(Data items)
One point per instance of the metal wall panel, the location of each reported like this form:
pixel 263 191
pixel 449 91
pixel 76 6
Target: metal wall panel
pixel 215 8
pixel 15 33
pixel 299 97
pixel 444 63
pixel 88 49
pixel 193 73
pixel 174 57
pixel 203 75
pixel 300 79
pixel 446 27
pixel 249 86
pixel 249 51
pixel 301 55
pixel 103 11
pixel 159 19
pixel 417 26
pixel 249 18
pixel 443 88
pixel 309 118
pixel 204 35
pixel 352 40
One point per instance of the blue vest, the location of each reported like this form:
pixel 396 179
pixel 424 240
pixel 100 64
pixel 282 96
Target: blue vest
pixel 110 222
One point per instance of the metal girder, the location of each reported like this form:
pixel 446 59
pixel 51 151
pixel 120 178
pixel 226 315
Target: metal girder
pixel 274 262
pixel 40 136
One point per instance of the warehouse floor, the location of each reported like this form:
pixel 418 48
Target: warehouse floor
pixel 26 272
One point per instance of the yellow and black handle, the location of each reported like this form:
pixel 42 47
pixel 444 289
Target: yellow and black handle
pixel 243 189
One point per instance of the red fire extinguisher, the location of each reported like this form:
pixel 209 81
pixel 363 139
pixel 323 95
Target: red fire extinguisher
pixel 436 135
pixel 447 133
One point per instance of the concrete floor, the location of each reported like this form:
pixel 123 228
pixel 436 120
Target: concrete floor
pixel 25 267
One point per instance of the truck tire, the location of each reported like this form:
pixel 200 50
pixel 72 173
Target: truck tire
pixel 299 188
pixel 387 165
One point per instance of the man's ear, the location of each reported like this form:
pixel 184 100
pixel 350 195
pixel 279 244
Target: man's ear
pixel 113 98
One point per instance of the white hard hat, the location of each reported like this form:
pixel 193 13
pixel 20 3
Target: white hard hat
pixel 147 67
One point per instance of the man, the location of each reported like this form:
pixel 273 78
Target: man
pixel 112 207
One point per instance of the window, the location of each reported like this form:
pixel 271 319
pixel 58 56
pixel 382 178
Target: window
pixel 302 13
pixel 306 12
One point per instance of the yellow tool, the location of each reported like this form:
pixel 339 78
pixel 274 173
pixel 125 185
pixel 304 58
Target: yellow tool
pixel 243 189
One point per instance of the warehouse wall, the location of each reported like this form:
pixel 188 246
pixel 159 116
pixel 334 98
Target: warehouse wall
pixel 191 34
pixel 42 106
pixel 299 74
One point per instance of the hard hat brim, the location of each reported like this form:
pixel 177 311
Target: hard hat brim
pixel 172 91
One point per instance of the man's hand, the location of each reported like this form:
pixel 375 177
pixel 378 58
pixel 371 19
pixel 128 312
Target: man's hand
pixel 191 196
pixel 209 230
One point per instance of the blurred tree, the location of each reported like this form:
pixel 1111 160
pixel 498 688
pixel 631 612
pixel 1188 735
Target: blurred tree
...
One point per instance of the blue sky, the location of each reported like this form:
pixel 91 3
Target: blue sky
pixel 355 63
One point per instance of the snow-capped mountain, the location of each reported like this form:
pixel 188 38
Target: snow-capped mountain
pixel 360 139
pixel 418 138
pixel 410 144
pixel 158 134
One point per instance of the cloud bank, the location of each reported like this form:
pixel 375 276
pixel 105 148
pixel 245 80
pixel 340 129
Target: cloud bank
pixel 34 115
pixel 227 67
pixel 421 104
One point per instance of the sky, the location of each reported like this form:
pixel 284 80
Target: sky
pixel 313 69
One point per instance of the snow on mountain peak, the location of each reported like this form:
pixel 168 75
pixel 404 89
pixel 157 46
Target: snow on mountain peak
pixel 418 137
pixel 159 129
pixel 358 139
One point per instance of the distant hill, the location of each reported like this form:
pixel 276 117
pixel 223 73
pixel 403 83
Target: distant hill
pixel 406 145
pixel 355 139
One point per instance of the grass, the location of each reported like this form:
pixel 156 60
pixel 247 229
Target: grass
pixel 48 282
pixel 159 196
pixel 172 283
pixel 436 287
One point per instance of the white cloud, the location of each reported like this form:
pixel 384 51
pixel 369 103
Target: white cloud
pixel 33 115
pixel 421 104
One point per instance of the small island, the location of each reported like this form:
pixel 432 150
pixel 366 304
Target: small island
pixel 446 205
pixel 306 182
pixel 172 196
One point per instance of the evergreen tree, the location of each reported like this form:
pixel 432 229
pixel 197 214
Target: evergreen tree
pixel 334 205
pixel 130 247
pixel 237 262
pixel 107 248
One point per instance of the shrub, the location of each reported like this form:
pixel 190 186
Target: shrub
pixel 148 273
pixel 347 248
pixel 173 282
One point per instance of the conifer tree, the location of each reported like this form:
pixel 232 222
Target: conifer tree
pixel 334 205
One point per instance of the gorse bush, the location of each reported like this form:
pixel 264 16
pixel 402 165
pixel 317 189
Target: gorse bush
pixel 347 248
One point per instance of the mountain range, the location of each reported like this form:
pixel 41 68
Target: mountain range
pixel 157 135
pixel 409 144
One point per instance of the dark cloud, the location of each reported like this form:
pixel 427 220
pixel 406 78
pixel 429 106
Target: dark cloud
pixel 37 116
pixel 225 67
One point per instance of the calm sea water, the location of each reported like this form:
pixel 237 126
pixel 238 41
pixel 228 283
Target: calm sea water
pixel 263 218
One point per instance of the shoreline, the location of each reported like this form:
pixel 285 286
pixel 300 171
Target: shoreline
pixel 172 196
...
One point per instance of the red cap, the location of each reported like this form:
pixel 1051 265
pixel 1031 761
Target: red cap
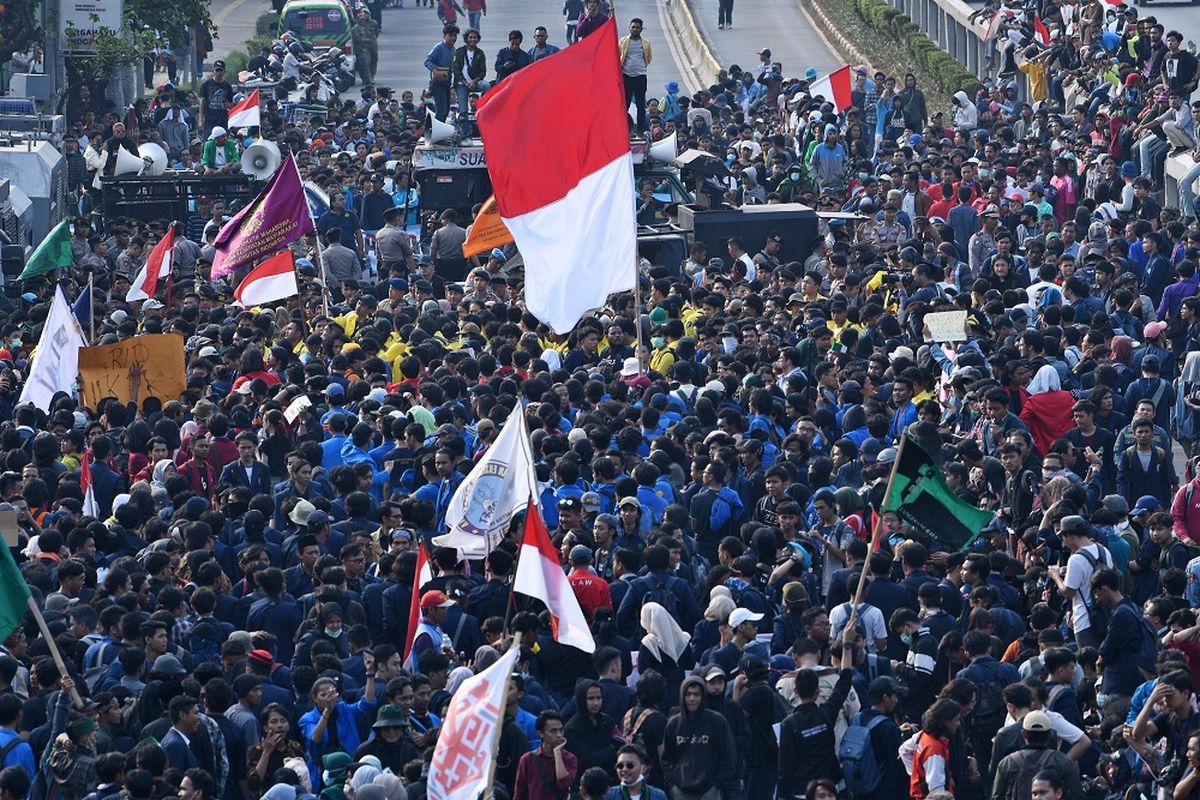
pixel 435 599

WORK TO COMPLETE | Reproduce exactly the section above that begins at the line containing "pixel 188 246" and ends at the line containing "One point per instance of the blurred", leaving out all other lines.

RESPONSE |
pixel 188 246
pixel 159 116
pixel 334 98
Target: warehouse wall
pixel 191 34
pixel 42 106
pixel 299 74
One point per instance of the hard hat brim, the location of each reported like this form:
pixel 177 311
Target: hard hat brim
pixel 172 91
One point per instance of the man's hand, the location of each reported like this form:
pixel 375 177
pixel 378 58
pixel 371 19
pixel 128 312
Target: man's hand
pixel 191 196
pixel 209 230
One point per instance of the blurred tree, the location of each reported like this form:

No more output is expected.